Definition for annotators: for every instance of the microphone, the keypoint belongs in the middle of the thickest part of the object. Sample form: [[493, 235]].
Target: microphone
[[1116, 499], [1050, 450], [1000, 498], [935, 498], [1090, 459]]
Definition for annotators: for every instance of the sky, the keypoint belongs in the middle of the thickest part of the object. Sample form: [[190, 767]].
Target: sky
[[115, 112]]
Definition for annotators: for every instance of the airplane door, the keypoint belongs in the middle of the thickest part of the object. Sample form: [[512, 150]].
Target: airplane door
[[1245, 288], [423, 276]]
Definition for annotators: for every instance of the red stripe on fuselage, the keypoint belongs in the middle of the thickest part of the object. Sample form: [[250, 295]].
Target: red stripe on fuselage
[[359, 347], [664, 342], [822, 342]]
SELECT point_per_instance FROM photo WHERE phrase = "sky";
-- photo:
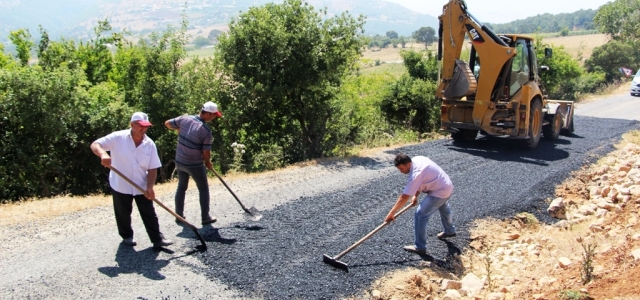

┄┄┄┄┄┄┄┄┄┄┄┄┄┄┄┄┄┄┄┄

● What to do: Type out the data above again exactly as written, minus the images.

● Output of the exercise:
Definition for annotators: for every instance of the microphone, the keypoint belongs in the middle of the thickest part of the object. Sample form: [[493, 235]].
Target: microphone
[[1116, 499], [1050, 450], [1000, 498], [935, 498], [1090, 459]]
Definition for annotators: for every instance of the sky, the keypoint belongs in the middle of the thickest part of the object. Sample form: [[190, 767]].
Target: sky
[[115, 112]]
Definition for annotators: for every instance of the airplane door, the keypoint belongs in the middle of the thickest part of the object. Sample form: [[512, 150]].
Target: airplane door
[[1245, 288], [423, 276]]
Definition for annotators: for every instance of the red stripe on fuselage, the keypoint belongs in the middle of the thickest part of the object. Sample form: [[250, 295]].
Target: red stripe on fuselage
[[359, 347], [664, 342], [822, 342]]
SELECT point_per_instance FROM photo WHERE phrase = "sky";
-- photo:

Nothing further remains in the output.